• **Task directions**:
What is needed is an exact copy of all the entries below.

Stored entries
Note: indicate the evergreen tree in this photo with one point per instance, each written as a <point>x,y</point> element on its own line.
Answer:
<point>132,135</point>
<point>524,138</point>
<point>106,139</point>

• **Reply to the exercise**:
Note: indicate the evergreen tree in this photo with one point per instance, each written as a <point>x,y</point> element on its own line.
Answer:
<point>132,135</point>
<point>524,138</point>
<point>106,139</point>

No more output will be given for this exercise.